What the task requires » Count the lines in the material below that contain the string "sugar", matching case exactly. Reply with the number only.
[START OF The input]
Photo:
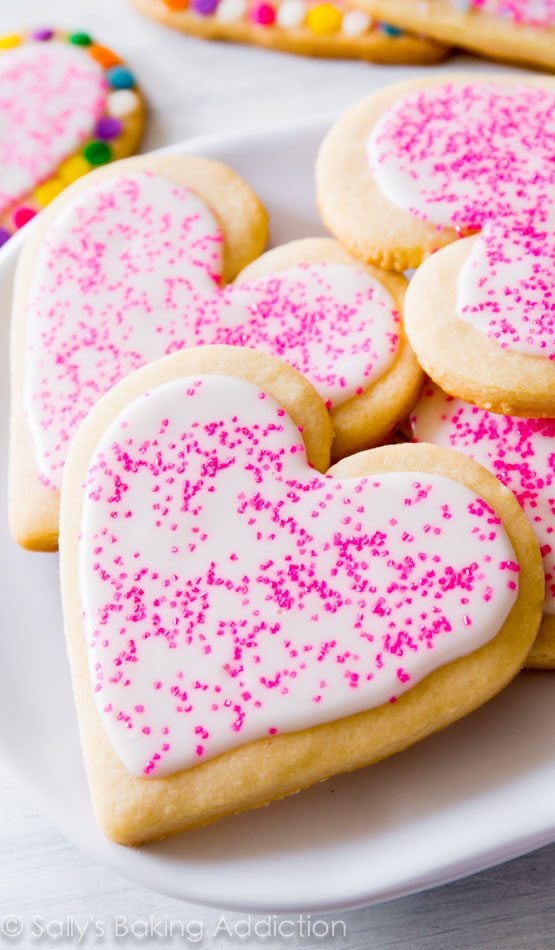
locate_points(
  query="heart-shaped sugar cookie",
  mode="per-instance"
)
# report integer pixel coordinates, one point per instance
(222, 596)
(131, 270)
(67, 105)
(442, 158)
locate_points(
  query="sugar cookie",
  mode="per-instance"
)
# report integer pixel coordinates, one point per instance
(310, 302)
(353, 348)
(520, 453)
(428, 161)
(517, 30)
(67, 106)
(332, 28)
(100, 289)
(240, 626)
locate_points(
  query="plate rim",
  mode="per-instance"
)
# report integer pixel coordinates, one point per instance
(536, 834)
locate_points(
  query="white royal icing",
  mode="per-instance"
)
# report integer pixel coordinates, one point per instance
(51, 95)
(520, 452)
(129, 272)
(231, 592)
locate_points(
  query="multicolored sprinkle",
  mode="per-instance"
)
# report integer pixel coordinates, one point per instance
(61, 114)
(320, 19)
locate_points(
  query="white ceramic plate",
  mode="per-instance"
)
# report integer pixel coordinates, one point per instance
(480, 793)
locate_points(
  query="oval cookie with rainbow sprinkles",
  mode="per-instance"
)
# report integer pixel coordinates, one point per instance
(434, 160)
(328, 28)
(521, 453)
(239, 624)
(67, 106)
(84, 322)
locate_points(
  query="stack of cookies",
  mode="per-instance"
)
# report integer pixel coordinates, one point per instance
(242, 619)
(380, 31)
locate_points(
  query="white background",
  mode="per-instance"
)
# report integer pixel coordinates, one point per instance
(195, 88)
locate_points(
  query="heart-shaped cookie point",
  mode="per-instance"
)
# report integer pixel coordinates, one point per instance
(230, 592)
(224, 600)
(520, 453)
(61, 114)
(101, 287)
(131, 269)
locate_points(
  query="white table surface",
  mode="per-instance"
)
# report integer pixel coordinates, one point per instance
(194, 88)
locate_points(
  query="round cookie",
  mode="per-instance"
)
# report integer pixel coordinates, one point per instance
(431, 161)
(520, 453)
(461, 358)
(100, 288)
(366, 418)
(240, 626)
(328, 28)
(386, 141)
(515, 30)
(67, 106)
(310, 302)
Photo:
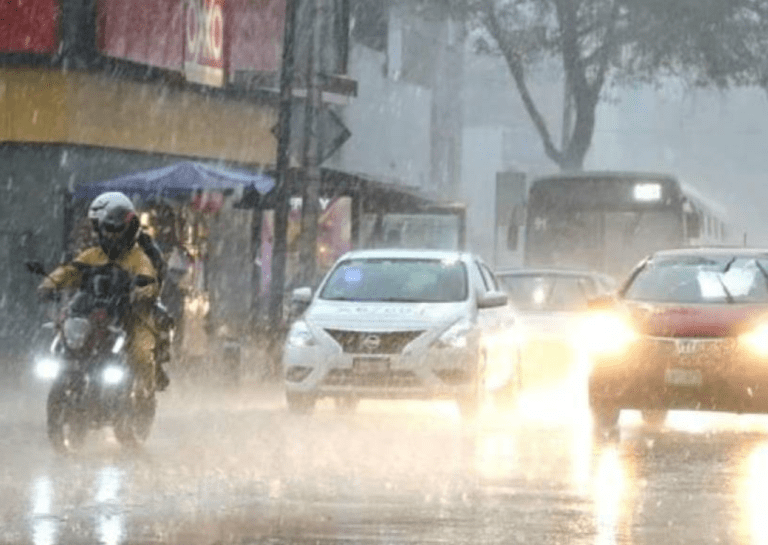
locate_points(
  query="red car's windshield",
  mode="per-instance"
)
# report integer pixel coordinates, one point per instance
(702, 280)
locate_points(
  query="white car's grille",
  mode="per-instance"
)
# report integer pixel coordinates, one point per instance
(391, 378)
(366, 342)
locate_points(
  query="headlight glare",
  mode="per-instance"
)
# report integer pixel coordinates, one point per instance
[END OF The input]
Full answer » 2